Description of the task: Rewrite all of the material below as a numbered list, omitting any blank lines.
+++ Data for this task
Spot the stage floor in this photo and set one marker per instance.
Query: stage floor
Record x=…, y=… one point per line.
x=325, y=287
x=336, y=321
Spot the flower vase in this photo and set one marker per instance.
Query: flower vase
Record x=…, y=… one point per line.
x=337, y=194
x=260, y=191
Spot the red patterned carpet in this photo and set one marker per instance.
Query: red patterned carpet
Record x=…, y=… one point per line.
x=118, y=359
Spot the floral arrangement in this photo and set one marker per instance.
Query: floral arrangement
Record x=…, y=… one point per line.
++++++
Answer for the task:
1. Spot the stage floor in this photo and set one marker per instance.
2. Query: stage floor
3. Record x=…, y=… one point per line.
4. x=325, y=287
5. x=336, y=321
6. Spot the flower vase in this photo and set one marker per instance.
7. Query: flower vase
8. Record x=…, y=… one point per line.
9. x=337, y=194
10. x=260, y=191
11. Spot the red patterned carpet in this photo and set one marker per instance.
12. Query: red patterned carpet
13. Record x=…, y=… one point per line.
14. x=118, y=359
15. Spot the floral arrangement in this photo and set one marker per instance.
16. Query: floral arrangement
17. Record x=…, y=… one point per line.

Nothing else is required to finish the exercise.